ЗАДАЧИ И ЗАДАНИЯ ->
1: В каком году Бергегрен впервые прочитал лекцию «Любовь без детей», согласно тексту о Бергегрене?
2: Пожалуйста, повторите без изменений фрагмент текста о Бергегрене между словами "Тесную, хоть и" и "разных способах контрацепции.", включительно.
3: Перечислите всё, что Бергегрен, согласно тексту о Бергегрене, открыто отстаивал в лекции «Любовь без детей».

ИЗУЧАЕМЫЙ ТЕКСТ ->
■ ■ ■ ■
Тесную, хоть и неофициальную связь шведских радикалов с неомальтузианством еще больше укрепила агитация Хинке Бергегрена, лидера синдикалистского Социал-демократического Союза молодежи. В знаменитой лекции «Любовь без детей», впервые прочитанной группе женщин в 1910 г., Бергегрен шокировал буржуазных шведов и восхитил юных радикалов открытым отстаиванием освобождения женщин, добрачного секса и ограничения рождаемости и в том числе откровенным разговором о разных способах контрацепции.
Указав на нуждающихся женщин, которых «шведские христиане» отправляют за решетку за попытку прокормить свою ораву детей с помощью мелкого воровства, и на доведенных до отчаяния шведок, которым приходится сообщать своим безработным мужьям, что они опять ждут ребенка, Бергегрен предложил выход из положения – любовь без детей. Он отверг и свободную любовь, и воздержание в браке, а также обрушился с нападками на двойной стандарт в отношении добрачных связей для мужчин и женщин. Сексуальное влечение у женщин, заявил он, ничуть не меньше, чем у мужчин, и требует равного признания.
Сексуальных партнеров Бергегрен призвал отказаться от легкомысленного отношения к рождению детей. Принимая решение завести ребенка, нужно помнить о высокой детской смертности и об опасности врожденных уродств. Он признавал, что любовь к детям вещь замечательная и может дополнять любовь родителей друг к другу. Незамужние матери, тут же добавил он, должны быть защищены законом в той же мере, что и замужние, а закон об абортах нужно сделать более понятным и менее суровым. А главное, утверждал Бергегрен, женщинам, замужним и незамужним, в существующих условиях необходимо использовать противозачаточные средства: «В великой проблеме секса самое важное – предохраняться, предохраняться и предохраняться».
■ ■ ■ ■
ПРИВЕДЁННЫЕ ДАННЫЕ ->
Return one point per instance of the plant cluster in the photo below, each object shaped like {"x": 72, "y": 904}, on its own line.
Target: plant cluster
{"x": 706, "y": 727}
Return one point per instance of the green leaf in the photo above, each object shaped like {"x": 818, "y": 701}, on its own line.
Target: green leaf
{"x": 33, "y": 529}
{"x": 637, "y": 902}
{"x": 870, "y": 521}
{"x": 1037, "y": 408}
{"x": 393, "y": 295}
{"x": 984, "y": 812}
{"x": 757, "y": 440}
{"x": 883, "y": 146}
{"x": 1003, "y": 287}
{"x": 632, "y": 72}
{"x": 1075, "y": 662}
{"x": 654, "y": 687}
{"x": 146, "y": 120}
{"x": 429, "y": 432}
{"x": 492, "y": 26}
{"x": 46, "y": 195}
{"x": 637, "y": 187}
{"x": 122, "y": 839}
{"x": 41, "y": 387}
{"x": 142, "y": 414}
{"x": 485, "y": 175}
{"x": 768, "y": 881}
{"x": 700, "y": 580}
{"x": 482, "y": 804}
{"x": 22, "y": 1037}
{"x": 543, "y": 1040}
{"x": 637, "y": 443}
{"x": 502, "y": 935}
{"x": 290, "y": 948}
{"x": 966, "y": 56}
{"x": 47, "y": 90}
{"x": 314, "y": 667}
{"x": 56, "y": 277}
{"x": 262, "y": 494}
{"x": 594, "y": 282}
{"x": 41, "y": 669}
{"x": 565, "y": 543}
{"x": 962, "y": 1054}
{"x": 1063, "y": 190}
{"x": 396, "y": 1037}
■ ■ ■ ■
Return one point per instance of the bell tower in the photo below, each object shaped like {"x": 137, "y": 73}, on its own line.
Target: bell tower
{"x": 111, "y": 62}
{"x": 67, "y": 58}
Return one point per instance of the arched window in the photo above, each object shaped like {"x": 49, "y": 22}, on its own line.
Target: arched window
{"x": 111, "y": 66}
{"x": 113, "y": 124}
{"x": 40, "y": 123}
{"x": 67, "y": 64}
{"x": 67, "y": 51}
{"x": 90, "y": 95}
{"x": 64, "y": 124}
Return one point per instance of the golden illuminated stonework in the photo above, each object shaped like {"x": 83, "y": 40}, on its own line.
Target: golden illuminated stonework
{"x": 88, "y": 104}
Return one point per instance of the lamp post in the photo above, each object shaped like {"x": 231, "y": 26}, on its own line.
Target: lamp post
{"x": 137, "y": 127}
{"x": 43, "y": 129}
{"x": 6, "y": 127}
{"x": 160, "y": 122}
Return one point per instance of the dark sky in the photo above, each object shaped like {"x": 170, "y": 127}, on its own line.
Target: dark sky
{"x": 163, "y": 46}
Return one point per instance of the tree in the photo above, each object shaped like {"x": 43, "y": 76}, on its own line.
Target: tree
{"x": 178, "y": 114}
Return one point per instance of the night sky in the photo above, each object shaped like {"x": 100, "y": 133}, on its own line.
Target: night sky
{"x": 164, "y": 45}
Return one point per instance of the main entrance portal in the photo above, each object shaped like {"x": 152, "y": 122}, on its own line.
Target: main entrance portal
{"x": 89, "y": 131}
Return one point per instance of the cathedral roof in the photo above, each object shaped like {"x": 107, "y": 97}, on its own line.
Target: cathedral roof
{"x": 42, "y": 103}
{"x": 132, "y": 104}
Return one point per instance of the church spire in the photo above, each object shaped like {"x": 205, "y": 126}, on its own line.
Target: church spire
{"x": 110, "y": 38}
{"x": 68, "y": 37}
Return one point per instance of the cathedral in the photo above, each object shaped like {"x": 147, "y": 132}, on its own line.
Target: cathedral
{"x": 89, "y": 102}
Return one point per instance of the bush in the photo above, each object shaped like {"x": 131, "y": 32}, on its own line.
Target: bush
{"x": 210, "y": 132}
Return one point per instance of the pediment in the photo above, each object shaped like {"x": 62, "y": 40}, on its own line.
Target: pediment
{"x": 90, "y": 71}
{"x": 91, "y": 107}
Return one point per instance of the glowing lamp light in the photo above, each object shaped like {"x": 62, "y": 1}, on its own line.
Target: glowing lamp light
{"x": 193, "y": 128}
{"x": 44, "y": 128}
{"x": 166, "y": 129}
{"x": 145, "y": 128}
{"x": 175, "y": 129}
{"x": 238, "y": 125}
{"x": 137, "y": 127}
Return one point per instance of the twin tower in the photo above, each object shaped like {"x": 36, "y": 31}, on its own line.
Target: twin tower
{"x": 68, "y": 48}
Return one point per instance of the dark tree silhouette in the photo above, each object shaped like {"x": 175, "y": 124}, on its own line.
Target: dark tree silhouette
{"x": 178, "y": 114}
■ ■ ■ ■
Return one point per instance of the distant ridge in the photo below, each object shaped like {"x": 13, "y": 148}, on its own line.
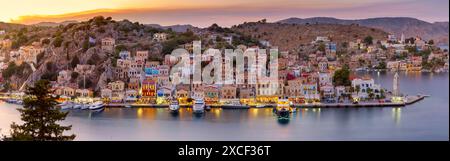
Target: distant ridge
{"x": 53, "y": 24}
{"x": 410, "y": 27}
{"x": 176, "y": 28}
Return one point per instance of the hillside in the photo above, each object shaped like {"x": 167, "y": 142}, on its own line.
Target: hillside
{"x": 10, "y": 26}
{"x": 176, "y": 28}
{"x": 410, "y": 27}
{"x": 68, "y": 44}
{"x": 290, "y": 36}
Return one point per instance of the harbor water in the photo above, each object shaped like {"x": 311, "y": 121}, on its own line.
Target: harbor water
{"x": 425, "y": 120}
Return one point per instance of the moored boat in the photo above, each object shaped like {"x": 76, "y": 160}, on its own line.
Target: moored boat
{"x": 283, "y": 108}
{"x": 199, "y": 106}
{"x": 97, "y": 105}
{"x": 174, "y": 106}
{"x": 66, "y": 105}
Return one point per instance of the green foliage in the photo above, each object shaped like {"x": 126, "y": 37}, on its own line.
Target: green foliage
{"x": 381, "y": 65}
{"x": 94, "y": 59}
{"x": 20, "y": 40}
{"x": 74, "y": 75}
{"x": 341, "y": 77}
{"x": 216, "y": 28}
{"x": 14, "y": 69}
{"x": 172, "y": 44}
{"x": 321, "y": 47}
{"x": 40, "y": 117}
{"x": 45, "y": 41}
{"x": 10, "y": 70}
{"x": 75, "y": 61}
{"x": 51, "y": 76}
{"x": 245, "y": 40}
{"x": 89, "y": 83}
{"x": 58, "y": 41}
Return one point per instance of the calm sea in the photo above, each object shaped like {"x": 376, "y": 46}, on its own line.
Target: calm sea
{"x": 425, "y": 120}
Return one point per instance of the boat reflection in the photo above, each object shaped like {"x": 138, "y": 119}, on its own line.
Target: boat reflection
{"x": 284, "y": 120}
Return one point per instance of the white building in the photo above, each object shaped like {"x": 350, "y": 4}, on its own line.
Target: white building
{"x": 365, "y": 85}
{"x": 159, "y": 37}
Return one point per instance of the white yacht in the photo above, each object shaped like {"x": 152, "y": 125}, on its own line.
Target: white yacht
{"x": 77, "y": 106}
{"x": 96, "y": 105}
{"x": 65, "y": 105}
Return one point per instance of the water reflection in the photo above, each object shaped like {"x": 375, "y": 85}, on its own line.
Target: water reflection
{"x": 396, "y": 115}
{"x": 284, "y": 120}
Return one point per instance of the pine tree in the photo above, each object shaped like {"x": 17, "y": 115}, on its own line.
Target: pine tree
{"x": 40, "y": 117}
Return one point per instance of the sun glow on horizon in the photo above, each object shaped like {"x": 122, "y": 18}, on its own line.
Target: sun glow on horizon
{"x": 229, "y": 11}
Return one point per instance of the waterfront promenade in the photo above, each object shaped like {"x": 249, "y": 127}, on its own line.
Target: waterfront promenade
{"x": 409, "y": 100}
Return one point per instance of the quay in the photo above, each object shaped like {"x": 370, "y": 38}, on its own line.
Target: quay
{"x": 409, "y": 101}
■ ■ ■ ■
ОТВЕТЫ К ЗАДАНИЯМ ->
1: В 1910 году.

2:
Тесную, хоть и неофициальную связь шведских радикалов с неомальтузианством еще больше укрепила агитация Хинке Бергегрена, лидера синдикалистского Социал-демократического Союза молодежи. В знаменитой лекции «Любовь без детей», впервые прочитанной группе женщин в 1910 г., Бергегрен шокировал буржуазных шведов и восхитил юных радикалов открытым отстаиванием освобождения женщин, добрачного секса и ограничения рождаемости и в том числе откровенным разговором о разных способах контрацепции.

3: Освобождение женщин, добрачный секс, ограничение рождаемости.